- [TASK INSTRUCTIONS]: Reproduce the listing word for word, leaving every picture behind.
**********
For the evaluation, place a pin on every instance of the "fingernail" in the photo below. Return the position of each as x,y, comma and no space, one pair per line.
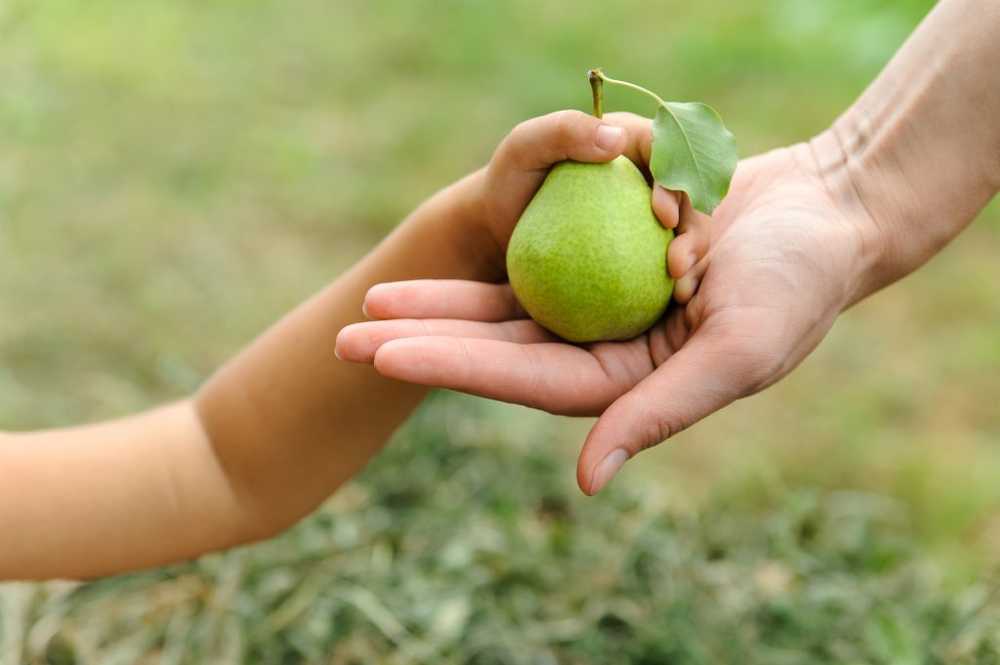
689,262
666,204
607,469
609,137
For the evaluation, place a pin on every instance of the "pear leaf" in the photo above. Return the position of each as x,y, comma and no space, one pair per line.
693,152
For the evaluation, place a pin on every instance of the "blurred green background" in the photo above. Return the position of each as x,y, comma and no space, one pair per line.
174,175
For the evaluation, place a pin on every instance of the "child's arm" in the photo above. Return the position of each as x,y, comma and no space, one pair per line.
284,423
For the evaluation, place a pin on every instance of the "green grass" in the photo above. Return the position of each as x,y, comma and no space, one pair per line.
174,175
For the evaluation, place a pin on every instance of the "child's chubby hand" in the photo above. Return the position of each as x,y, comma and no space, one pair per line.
474,337
517,169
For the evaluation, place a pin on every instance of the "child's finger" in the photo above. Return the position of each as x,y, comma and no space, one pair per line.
442,299
360,341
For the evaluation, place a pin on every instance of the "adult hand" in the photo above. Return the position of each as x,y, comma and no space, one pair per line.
784,262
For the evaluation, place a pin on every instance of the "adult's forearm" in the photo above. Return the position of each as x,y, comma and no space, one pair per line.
920,149
288,421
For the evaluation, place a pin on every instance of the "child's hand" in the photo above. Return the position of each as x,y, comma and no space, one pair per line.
523,159
473,336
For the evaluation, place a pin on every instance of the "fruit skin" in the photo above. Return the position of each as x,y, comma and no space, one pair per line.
588,259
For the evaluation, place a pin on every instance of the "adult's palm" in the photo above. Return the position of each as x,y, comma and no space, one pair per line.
780,270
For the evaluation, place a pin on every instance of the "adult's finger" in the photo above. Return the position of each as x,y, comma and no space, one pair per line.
709,372
559,378
359,342
442,299
692,242
538,143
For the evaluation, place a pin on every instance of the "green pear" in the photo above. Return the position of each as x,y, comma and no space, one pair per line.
588,259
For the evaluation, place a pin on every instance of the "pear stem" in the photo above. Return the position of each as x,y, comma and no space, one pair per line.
638,88
597,89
**********
- [TASK SOLUTION]:
For the evaluation, place a pin on every instance of the "fingernail" in the photo below. Return the position of each as x,y, comma and no space, one pair per line.
689,262
666,204
607,469
609,137
For the evaluation, place a pin on every instance of the "pear leaf" in the photo above. Return the position of each as x,y, comma and no space, one pair per line.
693,152
For the evaluation, place a pin on every instance of the "blurred green background" in the photo above. Return the position of each as x,y, comma and no space, one pair per line.
174,175
For the evaluation, place a pin on every instance of the "child's arm" in the photo above. Return the position of each as x,y, comma and no space, one pair per line.
284,423
For the evaluation, place a pin on every instance of the "green grass" in the photo above. Return the position of each as x,y, comma and no space, one pair per line.
174,175
For the evaluation, place a pin on every instance of the "child's chubby hand" in the photo above. Return the position of each as x,y, comma and no space, one pair per line.
474,337
517,169
For the evaluation, place a pin on every instance of the "child's finger" in the photo above. Return the position of each as x,y, comma and no space, one pair per line.
442,299
360,341
For the evaluation, place a pin on every instance of the "adult hand" in the photo above. Return the position of each as x,y, comma and no space, one pair per line.
784,262
For the evaluation, place a pin on every instance of the "adult's forearm" in the photo above. Return the position of each as x,y, comma and no space, one pair per line.
920,149
288,421
For the evaluation, place a pin on every instance of the "child's hand" in the photo above. Return the position of each as x,y, comma and no space, one pair per line.
523,159
473,336
For the evaluation, place a pin on every instance of the "fruit skin" in the photo above. Return the position of each as x,y, comma and no space, one pair per line.
588,259
For the evaluation, place a pin on every instance of the "adult's palm" in the photo above. Return the position of each as x,y, comma and no space, one pair per line.
780,270
For the evaluation, place a pin on every instance of the "adult's finger" in the photo above. Return the position of each as x,y, comma and no space, one pair per line.
709,372
559,378
359,342
442,299
692,242
538,143
For the evaluation, place a pin on every instance of the "green pear" in the photo above. Return the position of each as x,y, comma and no space, one pair per line.
588,259
For the evaluation, place a pin on every instance of the "pear stem" in the photo above. Return the position of each as x,y, comma and no space, one pair per line.
638,88
597,89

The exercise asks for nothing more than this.